Page:
— BEGIN —
Watch Lindsay Whalen for a quarter, for a game, for a season, for more than a decade and you think: Tough.

How many times have you seen it? Whalen, with that signature glide move, bounding down the lane, absorbing abuse, scoring? Whalen, ball in her hands, lending calm to a chaotic situation? Whalen, face impassive, running the show for a Lynx team about to play in its third consecutive WNBA championship series?

Whalen always seems to know when to shoot, when to drive, when to pass, how to win.

And it makes you think …

"Intensity," teammate Seimone Augustus said the other day after practice. Augustus was talking about Whalen's role on a very, very good team — one filled with great players, Olympians, veterans and leaders.

"I think: Gritty. 'Wha' is one of the toughest, grittiest point guards I've ever played with. Stone-willed, determined, smart. She knows when to push, when not to push. Just a brilliant player who plays within herself."

Fans in Minnesota, of course, have known this for more than a decade. Before Whalen was playing for the Lynx, she was in maroon and gold over at Williams Arena. It was Whalen who took a moribund Gophers basketball program by the neck and thrust it into the Final Four.
— END —
Record list:
— BEGIN —
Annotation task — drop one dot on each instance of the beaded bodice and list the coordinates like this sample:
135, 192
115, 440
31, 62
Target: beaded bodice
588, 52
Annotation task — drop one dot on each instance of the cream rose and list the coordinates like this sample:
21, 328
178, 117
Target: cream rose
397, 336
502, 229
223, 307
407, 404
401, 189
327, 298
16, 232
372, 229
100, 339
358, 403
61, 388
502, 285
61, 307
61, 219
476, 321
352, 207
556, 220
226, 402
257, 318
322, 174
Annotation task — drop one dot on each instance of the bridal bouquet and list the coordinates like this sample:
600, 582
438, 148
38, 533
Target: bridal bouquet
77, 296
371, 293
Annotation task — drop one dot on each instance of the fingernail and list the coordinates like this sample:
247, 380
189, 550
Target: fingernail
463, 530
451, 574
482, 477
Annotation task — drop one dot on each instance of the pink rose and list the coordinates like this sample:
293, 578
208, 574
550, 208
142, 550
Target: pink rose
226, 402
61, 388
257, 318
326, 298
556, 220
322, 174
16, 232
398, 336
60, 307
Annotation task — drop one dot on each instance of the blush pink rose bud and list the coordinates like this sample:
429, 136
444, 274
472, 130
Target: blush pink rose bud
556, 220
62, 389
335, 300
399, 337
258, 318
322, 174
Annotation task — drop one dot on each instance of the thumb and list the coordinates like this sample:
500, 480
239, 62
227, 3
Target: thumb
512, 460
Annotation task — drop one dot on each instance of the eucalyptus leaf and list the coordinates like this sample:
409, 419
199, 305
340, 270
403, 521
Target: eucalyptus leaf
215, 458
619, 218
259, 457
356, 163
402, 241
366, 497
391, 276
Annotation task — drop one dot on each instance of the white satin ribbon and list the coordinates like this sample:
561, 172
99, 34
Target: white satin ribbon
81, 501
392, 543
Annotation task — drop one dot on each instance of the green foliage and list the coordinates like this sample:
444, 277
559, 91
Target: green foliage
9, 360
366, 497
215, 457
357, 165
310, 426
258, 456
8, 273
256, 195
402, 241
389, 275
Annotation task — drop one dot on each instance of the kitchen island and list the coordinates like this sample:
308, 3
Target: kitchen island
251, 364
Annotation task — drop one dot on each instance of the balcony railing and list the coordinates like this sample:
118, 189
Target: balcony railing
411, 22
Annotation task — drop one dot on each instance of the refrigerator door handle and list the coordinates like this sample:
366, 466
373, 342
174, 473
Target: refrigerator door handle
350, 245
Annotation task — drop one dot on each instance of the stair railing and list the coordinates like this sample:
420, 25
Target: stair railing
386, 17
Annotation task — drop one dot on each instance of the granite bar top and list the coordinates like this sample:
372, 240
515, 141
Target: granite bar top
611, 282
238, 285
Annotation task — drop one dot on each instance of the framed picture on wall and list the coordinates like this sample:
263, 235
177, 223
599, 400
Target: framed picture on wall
— END —
Required task A:
Do these statements agree with the article on Lindsay Whalen? Give yes or no for each, with the deciding words from the article quoted exactly.
(i) Augustus counts Whalen among the grittiest point guards she has played with.
(ii) The Lynx are about to play in their second consecutive WNBA championship series.
(iii) Whalen led the Gophers basketball program to the Final Four.
Required task B:
Please carry on the article on Lindsay Whalen from the point where it stops.

Written answer A:
(i) Yes: "'Wha' is one of the toughest, grittiest point guards I've ever played with."
(ii) No: "running the show for a Lynx team about to play in its third consecutive WNBA championship series"
(iii) Yes: "It was Whalen who took a moribund Gophers basketball program by the neck and thrust it into the Final Four."

Written answer B:
It is Whalen who will be playing in her fifth WNBA Finals in her 10-year career come Sunday, who had perhaps her best regular season ever, who will be asked to run the show against a very athletic Atlanta team.

So, we've seen it.

She has a knack for knowing what her team needs, the ability to deliver it. Augustus, the 2011 WNBA Finals MVP, a two-time Olympic gold medal winner, the best player in franchise history, calls Whalen the heart and soul of this team.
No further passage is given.